— begin —
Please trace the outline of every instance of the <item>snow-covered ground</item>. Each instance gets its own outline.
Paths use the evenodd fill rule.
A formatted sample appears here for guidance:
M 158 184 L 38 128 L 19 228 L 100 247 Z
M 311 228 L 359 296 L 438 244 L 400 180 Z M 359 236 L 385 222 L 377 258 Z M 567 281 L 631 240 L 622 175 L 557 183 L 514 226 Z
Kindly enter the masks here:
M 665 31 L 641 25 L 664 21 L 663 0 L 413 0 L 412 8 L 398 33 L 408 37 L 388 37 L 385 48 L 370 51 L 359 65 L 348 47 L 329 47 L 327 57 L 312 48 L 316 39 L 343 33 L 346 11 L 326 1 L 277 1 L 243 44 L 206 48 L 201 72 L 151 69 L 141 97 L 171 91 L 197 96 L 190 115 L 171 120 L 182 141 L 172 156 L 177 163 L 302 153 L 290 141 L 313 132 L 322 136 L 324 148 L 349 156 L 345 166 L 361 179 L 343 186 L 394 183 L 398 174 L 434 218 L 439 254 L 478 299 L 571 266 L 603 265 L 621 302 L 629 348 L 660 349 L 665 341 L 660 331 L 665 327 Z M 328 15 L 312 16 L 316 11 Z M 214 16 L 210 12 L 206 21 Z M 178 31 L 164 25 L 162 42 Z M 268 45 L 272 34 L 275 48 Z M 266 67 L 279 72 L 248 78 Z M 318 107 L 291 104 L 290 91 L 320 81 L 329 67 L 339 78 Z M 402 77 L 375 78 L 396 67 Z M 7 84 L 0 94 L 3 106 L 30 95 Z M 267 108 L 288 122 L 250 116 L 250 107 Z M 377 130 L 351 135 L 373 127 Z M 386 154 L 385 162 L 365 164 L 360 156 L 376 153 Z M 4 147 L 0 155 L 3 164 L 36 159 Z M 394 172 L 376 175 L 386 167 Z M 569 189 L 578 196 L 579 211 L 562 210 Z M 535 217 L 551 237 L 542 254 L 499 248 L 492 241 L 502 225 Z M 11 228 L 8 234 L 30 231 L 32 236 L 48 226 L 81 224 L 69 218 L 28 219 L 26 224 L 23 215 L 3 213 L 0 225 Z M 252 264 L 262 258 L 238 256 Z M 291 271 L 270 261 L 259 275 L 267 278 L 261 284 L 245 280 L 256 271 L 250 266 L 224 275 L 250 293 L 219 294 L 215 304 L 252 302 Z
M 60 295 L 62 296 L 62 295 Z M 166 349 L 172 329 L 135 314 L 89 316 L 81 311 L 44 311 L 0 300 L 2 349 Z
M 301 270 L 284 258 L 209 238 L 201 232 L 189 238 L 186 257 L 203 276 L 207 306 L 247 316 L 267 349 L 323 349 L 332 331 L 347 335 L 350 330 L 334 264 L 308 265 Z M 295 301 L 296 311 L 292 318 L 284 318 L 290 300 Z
— end —
Could you rewrite only the rows from the beginning through the line containing "Kindly enter the", both included, with "evenodd" changed to "nonzero" and everything else left as it is?

*Result below:*
Please trace the outline of every instance of the <item>snow-covered ground</item>. Each instance gets its own outline.
Paths use the nonzero fill rule.
A formatted sample appears here for guidance:
M 158 184 L 38 128 L 19 228 L 100 247 Z
M 311 228 L 359 296 L 438 244 L 400 180 Z M 359 236 L 385 222 L 377 258 Z M 567 281 L 631 240 L 622 175 L 557 183 L 514 226 Z
Kindly enter the masks here:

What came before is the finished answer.